Children, like adults, are allowed income of up to pounds 3,525 a year before they have to pay tax. This threshold will rise to pounds 3,765 in April. And like adults, children also receive their own tax-free capital gains allowance of pounds 6,000.

However, money invested by parents - but not other relatives, or friends - for their children is restricted to a much lower tax-free income allowance of pounds 100 a year. Parents are taxed on higher amounts as their own income. As a result, anything that generates a high level of income has to be treated with care. Gifts from anyone other than a parent are not subject to the pounds 100 rule, and a child's full personal tax allowance will apply to any income from the investment.

Children are restricted in the type of investments they can hold. They cannot hold a Tax-exempt special savings account (Tessa) or a Personal Equity Plan (Pep)in their own names, but they can hold individual shares. Some company shares come with perks that will appeal to children, such as Thornton's shares, which give chocolate vouchers. But parents do not need to risk money on the stock market to help children take advantage of their tax allowance. Most banks and building societies offer children's accounts with rates that are usually higher than on adult accounts, around 4 per cent.

To prevent tax being deducted from the account at source, parents need to fill out an Inland Revenue R85 form, usually available at a bank or building society.

A better bet for growth is the National Savings Children's Bonus Bond, which can be bought by anyone over 16 for anyone under 16. The current issue G has an annual rate of 7.85 per cent, which breaks down into 5 per cent per annum for five years plus an 18.28 per cent bonus on the fifth anniversary. Interest is paid tax-free. The bond can be redeemed before the final year, provided one month's notice is given, but no interest is paid if the bond is repaid in the first year. Investments are sold in units of pounds 25, with a ceiling of pounds 1,000.

Friendly society baby bonds are also designed with children in mind. The danger here is in the steep charges (see separate article). A baby bond investment must run at least 10 years.

Another option is the unit or investment trust. Parents can set up the investment as an absolute trust in a child's name and reclaim tax on dividends and income. Dividends and income can be reinvested or paid into a child's building society account.

It is sensible to look for a fund that looks beyond the UK, with exposure to countries that promise growth, such as China.

▶ What this task involves:
Using the passage on children's savings and tax, answer the following:
(a) What tax-free income allowance applies to money that parents invest for their children?
(b) Which form must parents complete to stop tax being deducted from a child's account at source?
(c) What is the minimum term of a friendly society baby bond investment?

▶ Data extract:

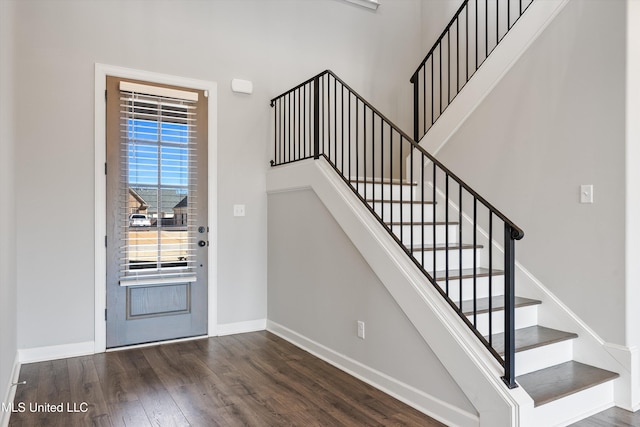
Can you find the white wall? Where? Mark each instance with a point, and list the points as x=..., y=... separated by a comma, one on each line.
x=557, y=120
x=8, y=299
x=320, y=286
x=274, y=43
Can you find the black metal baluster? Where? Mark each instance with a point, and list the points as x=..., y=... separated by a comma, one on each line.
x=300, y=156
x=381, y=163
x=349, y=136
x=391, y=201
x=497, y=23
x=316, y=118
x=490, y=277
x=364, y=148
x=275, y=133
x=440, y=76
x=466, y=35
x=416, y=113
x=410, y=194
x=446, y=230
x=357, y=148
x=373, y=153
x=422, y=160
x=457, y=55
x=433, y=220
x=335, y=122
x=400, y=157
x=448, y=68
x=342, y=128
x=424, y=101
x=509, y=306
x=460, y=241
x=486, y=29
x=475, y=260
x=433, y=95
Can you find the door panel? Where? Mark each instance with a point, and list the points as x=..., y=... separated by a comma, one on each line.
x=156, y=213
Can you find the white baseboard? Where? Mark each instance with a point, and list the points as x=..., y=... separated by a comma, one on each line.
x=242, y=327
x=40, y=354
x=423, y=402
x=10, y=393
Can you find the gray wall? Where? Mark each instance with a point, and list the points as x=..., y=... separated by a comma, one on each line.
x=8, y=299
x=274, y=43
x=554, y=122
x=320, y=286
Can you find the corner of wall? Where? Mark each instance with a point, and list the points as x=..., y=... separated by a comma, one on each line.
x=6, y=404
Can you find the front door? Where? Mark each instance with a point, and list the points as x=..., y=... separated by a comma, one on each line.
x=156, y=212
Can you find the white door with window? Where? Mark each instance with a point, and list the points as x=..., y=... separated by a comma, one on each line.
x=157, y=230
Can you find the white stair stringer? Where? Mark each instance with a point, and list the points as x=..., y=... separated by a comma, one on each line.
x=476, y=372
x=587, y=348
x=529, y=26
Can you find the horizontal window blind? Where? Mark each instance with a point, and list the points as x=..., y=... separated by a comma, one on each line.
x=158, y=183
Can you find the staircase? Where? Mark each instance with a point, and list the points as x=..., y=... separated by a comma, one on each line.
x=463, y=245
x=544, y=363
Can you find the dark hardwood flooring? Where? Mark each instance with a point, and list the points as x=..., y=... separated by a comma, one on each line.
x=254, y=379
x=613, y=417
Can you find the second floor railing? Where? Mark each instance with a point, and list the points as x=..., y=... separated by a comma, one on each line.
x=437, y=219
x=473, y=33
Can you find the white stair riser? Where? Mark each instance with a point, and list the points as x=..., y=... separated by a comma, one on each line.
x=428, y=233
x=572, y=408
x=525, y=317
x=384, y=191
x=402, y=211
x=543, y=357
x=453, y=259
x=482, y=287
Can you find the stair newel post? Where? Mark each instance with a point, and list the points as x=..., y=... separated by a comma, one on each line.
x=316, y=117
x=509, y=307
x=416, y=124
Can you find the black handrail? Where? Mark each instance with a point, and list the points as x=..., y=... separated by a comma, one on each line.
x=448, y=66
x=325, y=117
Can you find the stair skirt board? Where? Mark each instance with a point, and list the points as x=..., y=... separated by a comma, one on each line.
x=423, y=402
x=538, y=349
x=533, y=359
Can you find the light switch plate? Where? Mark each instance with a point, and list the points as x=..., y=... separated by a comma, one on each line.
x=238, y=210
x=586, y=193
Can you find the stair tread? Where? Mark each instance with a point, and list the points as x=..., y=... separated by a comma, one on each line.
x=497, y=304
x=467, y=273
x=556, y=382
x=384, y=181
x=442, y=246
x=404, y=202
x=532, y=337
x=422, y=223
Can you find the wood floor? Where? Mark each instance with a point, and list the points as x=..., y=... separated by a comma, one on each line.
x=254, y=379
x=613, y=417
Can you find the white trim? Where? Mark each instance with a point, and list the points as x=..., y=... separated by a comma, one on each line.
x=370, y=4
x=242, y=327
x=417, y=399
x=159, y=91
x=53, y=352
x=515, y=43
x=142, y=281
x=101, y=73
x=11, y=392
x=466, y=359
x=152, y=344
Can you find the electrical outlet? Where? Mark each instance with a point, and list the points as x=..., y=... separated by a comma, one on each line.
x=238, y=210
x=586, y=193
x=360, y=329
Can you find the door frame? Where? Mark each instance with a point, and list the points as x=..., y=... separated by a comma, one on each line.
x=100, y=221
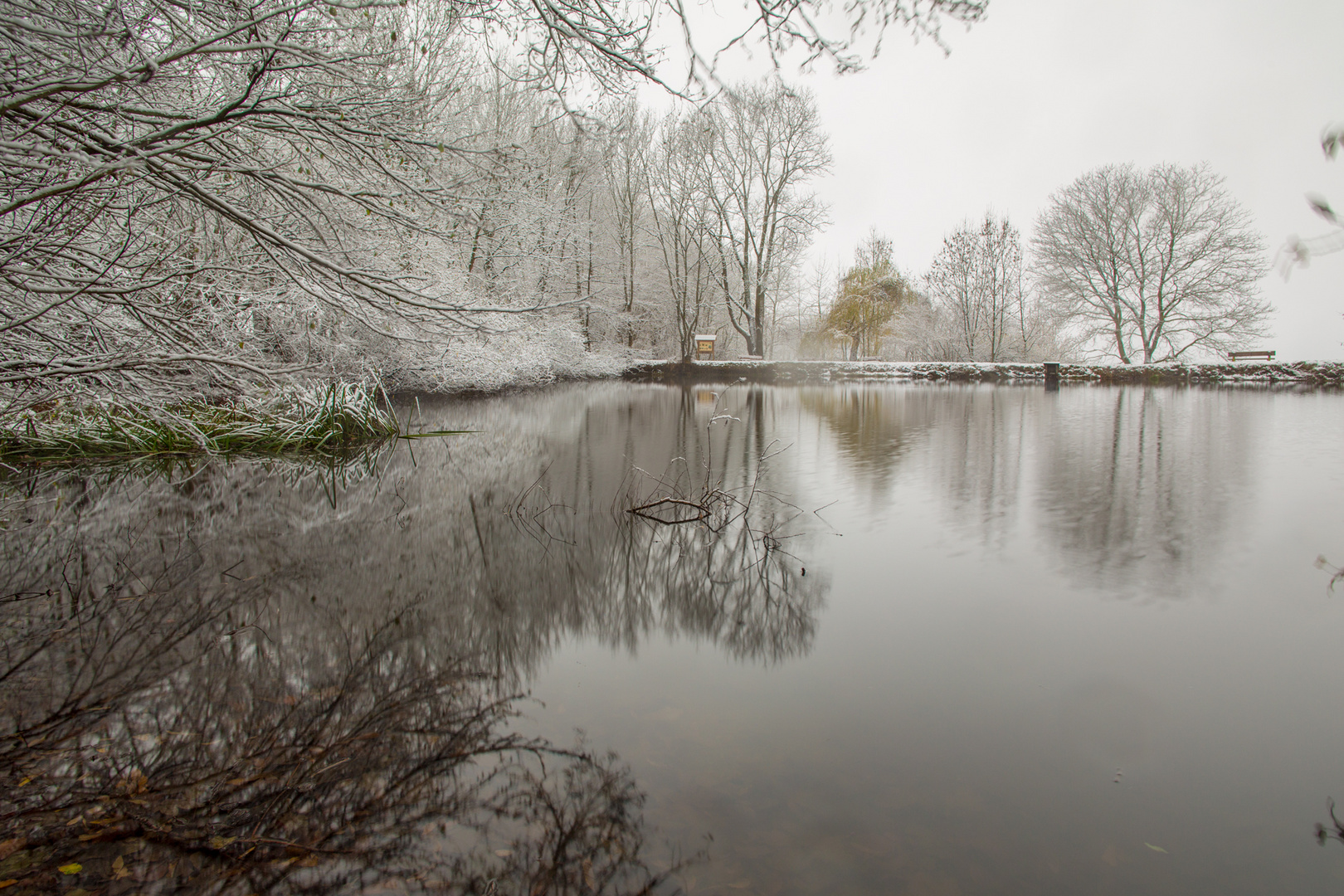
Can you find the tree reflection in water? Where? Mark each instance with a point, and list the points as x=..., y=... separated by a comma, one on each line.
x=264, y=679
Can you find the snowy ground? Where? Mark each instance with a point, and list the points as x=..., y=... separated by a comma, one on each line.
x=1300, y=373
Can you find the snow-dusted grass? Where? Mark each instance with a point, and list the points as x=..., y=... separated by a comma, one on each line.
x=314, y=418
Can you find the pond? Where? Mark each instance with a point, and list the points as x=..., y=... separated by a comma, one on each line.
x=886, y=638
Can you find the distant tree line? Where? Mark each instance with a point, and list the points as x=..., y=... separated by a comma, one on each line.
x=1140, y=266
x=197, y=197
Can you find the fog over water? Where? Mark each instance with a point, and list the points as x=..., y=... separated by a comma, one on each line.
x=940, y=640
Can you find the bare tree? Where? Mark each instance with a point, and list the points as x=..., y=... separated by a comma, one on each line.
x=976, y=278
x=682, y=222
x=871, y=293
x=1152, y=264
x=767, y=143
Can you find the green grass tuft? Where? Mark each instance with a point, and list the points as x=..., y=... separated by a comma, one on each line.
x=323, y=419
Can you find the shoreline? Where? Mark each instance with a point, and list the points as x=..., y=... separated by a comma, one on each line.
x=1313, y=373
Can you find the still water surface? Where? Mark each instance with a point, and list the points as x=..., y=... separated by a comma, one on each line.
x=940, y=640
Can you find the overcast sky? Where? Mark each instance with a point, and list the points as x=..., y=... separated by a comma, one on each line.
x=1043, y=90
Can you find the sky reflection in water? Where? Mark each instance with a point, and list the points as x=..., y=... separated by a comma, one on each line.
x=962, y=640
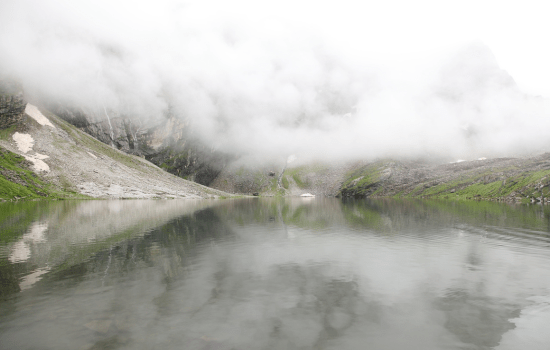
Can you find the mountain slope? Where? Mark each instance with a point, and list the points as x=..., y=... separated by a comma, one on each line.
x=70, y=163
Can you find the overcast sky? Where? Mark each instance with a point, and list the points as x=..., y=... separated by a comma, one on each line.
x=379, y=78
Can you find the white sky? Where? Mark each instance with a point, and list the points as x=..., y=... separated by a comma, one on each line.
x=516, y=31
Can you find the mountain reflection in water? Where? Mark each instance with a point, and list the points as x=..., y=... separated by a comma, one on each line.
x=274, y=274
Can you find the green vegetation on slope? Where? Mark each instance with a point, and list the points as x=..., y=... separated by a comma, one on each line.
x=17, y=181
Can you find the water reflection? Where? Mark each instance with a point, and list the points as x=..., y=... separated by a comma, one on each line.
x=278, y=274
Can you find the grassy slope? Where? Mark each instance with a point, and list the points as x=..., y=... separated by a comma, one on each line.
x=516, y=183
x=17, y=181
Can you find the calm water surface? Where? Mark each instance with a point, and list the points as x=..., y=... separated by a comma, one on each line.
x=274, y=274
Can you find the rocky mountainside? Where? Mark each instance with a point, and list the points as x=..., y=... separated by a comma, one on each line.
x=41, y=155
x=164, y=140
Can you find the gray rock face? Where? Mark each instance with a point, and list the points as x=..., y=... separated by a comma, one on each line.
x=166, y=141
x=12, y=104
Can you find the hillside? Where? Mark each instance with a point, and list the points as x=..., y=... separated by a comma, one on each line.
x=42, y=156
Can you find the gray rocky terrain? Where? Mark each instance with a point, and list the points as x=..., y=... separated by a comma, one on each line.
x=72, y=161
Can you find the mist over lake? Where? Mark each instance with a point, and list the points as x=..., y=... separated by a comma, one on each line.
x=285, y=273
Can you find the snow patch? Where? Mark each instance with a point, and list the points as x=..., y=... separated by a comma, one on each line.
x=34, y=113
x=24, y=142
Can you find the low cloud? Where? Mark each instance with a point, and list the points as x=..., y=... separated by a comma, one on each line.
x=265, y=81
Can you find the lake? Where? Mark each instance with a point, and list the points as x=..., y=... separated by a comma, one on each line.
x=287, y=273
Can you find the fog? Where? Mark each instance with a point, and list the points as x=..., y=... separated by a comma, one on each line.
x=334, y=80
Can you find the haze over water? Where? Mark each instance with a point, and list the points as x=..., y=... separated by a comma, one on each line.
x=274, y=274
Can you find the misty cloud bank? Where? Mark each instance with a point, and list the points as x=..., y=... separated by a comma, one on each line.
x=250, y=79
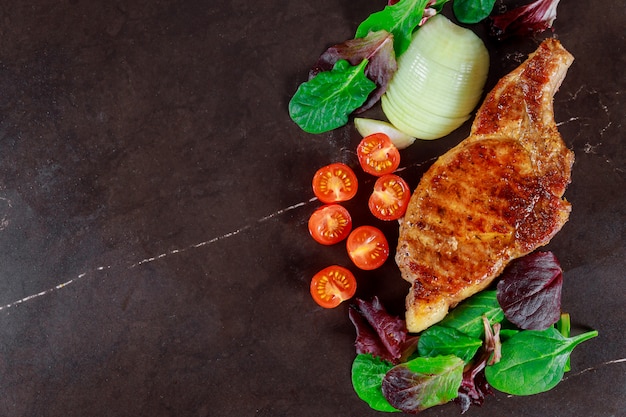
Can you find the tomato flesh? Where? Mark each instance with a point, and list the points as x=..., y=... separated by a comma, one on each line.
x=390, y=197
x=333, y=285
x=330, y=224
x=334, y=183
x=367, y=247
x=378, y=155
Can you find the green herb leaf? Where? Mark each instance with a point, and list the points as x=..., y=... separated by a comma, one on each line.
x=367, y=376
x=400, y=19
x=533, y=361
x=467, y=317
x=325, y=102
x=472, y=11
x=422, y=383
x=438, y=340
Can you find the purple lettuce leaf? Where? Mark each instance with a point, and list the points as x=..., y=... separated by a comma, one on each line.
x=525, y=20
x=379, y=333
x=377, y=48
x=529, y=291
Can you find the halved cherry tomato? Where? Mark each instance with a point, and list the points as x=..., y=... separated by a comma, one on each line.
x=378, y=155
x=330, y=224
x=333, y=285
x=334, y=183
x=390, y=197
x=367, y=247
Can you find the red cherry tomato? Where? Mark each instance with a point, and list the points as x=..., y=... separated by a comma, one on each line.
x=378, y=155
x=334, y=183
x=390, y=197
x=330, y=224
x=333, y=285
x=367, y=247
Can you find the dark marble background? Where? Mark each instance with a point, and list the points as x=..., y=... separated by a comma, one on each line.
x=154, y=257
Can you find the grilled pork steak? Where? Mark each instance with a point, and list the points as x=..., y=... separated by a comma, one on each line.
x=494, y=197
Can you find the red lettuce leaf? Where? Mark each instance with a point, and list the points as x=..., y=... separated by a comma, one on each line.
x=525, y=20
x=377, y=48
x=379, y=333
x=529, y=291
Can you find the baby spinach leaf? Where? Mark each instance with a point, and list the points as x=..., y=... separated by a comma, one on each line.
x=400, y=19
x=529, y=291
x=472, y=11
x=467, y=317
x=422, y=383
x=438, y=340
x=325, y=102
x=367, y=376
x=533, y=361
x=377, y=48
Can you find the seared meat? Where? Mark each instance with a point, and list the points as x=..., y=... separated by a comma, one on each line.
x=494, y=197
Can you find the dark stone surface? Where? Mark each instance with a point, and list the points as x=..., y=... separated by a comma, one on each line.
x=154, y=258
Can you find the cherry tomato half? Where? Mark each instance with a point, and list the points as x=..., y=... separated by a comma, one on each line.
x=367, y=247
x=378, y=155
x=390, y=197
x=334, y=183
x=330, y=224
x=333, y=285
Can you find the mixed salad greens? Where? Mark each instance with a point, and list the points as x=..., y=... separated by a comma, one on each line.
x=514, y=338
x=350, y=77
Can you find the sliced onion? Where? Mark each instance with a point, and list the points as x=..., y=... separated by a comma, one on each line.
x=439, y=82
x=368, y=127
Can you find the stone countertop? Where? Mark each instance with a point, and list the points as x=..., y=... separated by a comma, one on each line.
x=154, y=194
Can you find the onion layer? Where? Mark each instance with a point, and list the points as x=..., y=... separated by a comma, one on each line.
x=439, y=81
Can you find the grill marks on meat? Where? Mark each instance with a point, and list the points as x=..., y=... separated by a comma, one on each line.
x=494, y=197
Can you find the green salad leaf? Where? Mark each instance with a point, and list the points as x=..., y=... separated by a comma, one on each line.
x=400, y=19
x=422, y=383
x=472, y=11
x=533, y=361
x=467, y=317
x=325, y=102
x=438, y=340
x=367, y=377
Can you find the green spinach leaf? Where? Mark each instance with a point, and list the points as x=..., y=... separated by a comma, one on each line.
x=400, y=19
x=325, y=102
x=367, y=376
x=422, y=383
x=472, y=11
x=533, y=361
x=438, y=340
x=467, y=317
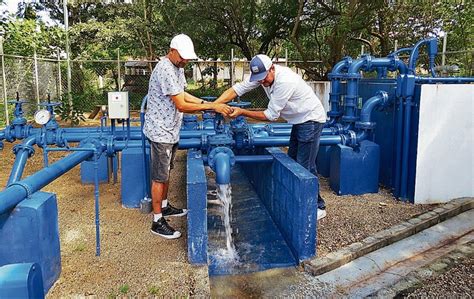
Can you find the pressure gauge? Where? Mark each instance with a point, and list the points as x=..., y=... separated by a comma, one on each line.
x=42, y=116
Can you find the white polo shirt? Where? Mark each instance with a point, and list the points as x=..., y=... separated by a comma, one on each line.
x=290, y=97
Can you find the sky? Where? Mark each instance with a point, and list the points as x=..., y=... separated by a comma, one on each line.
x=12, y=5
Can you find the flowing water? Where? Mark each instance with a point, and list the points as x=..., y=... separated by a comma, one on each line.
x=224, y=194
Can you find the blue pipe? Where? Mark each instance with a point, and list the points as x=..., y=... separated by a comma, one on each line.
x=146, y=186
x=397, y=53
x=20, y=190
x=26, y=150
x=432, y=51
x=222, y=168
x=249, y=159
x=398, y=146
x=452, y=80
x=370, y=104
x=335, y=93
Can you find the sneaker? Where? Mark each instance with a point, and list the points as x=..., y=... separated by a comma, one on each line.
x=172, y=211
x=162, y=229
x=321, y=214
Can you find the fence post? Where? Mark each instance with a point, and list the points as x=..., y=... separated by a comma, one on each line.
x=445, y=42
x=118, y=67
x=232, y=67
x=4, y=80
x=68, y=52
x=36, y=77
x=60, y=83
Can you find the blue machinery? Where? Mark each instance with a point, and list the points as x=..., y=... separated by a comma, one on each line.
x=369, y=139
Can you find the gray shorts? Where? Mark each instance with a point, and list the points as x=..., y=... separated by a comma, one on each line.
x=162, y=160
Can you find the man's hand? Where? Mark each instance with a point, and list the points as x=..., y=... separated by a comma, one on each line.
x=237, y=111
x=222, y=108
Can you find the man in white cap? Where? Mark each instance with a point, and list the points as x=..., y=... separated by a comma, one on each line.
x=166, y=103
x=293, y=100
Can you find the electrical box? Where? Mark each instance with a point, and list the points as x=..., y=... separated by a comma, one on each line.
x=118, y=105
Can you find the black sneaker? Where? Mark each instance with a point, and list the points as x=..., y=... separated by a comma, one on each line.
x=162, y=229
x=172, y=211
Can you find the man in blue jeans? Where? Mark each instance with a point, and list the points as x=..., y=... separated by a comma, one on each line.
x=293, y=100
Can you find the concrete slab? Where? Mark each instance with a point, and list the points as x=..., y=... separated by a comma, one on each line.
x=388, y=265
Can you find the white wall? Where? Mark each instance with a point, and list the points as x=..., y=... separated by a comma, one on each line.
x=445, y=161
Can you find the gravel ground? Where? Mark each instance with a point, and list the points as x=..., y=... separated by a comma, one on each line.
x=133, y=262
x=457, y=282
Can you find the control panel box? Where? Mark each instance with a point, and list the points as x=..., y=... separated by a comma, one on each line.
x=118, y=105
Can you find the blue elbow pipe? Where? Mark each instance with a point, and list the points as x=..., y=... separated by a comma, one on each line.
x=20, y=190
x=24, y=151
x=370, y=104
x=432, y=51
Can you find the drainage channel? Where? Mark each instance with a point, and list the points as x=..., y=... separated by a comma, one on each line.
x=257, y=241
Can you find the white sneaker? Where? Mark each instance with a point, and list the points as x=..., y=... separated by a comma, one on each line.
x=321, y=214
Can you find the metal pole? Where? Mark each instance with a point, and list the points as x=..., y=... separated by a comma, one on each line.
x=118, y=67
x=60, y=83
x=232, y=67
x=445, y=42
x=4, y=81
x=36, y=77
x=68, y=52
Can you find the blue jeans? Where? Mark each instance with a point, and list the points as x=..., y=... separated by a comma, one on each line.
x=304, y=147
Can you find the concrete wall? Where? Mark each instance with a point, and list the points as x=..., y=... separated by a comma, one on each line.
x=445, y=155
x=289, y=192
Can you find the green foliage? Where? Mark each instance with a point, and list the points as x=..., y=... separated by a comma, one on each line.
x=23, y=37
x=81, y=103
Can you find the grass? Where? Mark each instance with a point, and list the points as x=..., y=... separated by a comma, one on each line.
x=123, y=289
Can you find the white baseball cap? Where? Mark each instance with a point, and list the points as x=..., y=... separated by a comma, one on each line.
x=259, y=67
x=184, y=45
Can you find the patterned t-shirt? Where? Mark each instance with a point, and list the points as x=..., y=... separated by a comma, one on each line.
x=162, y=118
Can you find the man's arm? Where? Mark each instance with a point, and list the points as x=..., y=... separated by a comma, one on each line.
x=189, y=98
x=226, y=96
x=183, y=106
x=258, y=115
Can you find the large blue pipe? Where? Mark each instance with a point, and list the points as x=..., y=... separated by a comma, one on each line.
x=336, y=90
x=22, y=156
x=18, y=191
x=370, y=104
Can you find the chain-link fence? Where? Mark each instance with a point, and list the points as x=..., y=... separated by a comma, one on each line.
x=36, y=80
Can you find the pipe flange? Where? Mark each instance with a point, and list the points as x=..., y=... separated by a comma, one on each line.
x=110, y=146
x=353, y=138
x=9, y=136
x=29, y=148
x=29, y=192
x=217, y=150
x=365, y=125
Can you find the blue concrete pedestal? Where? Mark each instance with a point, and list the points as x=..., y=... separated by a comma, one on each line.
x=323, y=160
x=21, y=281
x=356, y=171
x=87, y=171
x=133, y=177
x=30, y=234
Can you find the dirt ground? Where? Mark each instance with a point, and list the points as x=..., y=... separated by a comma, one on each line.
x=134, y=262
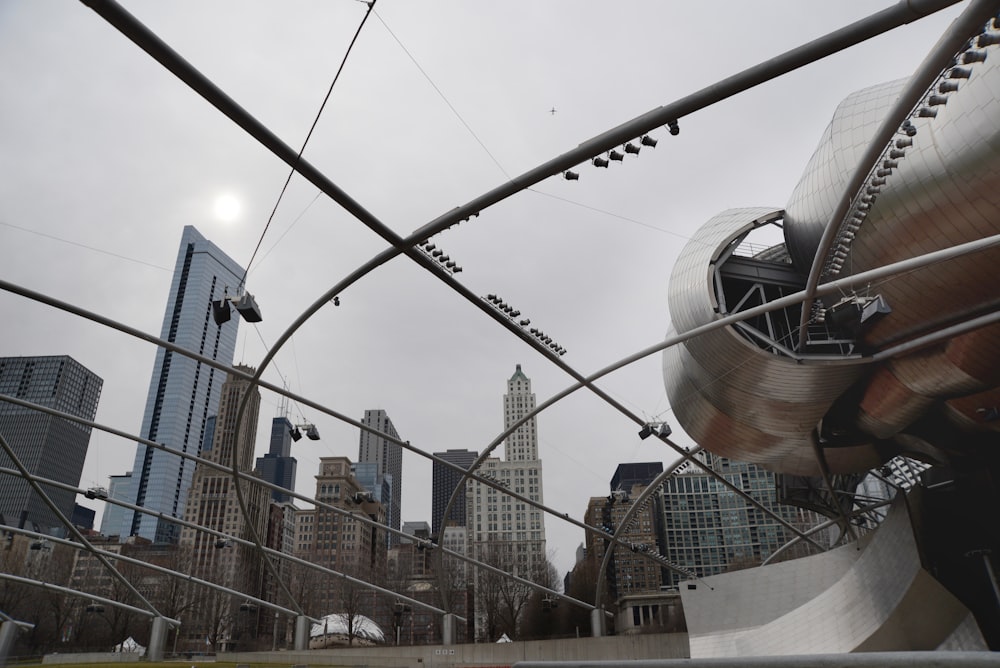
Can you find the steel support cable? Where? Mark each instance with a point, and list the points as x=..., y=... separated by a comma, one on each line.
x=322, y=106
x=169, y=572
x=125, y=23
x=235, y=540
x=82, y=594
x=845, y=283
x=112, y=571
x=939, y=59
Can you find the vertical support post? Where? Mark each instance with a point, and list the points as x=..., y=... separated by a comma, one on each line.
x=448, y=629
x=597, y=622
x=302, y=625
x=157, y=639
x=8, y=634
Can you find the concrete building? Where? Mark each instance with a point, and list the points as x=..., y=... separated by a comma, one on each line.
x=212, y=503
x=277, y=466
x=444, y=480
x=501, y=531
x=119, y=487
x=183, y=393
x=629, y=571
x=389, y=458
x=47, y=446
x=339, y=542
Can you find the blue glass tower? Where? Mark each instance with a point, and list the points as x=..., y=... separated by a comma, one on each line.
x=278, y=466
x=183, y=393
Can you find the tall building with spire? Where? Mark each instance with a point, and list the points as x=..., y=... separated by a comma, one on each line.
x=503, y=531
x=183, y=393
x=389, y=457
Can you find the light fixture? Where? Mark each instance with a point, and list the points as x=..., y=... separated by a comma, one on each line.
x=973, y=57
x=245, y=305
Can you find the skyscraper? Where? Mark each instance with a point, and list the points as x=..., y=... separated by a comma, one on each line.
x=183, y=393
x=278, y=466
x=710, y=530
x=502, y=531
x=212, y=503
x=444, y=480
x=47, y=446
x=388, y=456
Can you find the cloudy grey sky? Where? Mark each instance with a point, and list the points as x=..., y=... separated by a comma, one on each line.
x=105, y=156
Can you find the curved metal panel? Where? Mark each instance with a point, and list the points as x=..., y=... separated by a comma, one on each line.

▶ The result:
(a) £100 a year.
(b) Inland Revenue form R85.
(c) At least 10 years.